┌──

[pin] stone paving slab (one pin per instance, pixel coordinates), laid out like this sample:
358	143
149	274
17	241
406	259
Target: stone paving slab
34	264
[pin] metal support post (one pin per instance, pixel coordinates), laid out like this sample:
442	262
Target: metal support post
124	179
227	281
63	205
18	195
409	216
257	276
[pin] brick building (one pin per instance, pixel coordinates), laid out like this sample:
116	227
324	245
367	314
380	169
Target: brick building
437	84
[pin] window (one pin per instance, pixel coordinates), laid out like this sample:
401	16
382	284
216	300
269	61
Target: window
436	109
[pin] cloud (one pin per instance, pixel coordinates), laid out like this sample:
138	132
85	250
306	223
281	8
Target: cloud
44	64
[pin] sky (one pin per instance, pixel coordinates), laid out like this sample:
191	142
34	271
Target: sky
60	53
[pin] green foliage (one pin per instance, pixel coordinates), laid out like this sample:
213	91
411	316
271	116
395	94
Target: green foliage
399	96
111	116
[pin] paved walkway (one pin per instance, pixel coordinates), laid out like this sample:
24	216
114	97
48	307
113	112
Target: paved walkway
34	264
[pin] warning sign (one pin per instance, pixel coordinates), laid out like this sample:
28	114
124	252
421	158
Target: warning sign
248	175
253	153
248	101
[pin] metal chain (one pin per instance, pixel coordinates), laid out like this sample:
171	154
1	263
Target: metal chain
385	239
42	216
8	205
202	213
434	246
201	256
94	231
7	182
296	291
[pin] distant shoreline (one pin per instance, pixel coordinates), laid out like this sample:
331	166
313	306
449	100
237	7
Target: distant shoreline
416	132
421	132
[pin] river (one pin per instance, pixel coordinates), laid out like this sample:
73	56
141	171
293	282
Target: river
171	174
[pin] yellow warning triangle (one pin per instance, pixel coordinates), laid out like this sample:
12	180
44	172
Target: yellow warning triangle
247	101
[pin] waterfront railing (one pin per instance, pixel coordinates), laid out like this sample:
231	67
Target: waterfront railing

└──

▶ _Goal_: Print all of the records above again, line for line, with nothing changed.

▶ _Answer below_:
[pin] stone paving slab (one pin per instance, pixel coordinates), laid out like this sample:
358	143
149	274
17	241
406	259
Target: stone paving slab
34	264
[pin] metal support post (one pin per instance, pixel coordinates), laid out like this sample:
442	262
Target: metal support post
124	179
227	281
63	205
18	195
409	216
257	276
[pin] brick building (one pin per instance, pixel coordinates), laid out like this sample:
116	227
324	245
367	314
380	169
Target: brick building
437	84
[pin] window (one pin per instance, pixel coordinates), laid out like this sample:
401	16
382	284
216	300
269	61
Target: window
436	109
[pin] cloud (one pin per instance, pixel coordinates), laid out like this sample:
138	132
85	250
306	223
281	8
Target: cloud
44	64
[pin] sky (one pin per instance, pixel coordinates), laid out like this sample:
191	142
34	271
Target: sky
60	53
[pin] green foliage (one pin per instance, pixel coordinates), laid out like this sample:
213	91
411	316
271	116
395	94
Target: green foliage
399	96
111	116
[pin] paved walkway (one pin per instance, pixel coordinates), laid out like this sample:
24	216
114	97
48	307
113	112
Target: paved walkway
34	264
[pin] warning sign (one pin per instance, pixel coordinates), laid out like this sample:
28	114
124	252
421	158
Target: warning sign
248	175
253	153
248	101
[pin] metal chain (one pin per instance, pixel coordinates), laid out like this sample:
171	154
1	263
Target: metal chain
385	239
42	216
8	205
202	213
434	246
201	256
94	231
7	182
296	291
[pin] distant shoreline (one pin per instance, pixel coordinates), laid out like this sample:
331	166
313	306
449	100
237	7
Target: distant shoreline
416	132
421	132
[pin] river (one pin per instance, pixel coordinates), laid out like this sample:
73	56
141	171
293	282
Target: river
171	174
[pin] yellow warning triangle (one pin per instance, pixel coordinates), laid out like this sample:
12	180
44	172
Target: yellow warning triangle
247	101
[pin] waterfront railing (one pin per instance, pixel coordinates), laid out like this sample:
231	67
Target: waterfront railing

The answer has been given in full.